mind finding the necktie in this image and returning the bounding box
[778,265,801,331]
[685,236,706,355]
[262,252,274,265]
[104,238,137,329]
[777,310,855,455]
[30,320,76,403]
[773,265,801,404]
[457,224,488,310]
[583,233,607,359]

What the task asks >>
Everything in the listing should be written out again exactly.

Response for this exercise >>
mind finding the necktie in this image and returning the bounding box
[778,265,801,331]
[685,236,706,355]
[262,252,274,265]
[104,238,137,329]
[777,310,855,455]
[30,320,76,403]
[773,265,801,404]
[457,224,488,310]
[583,233,607,359]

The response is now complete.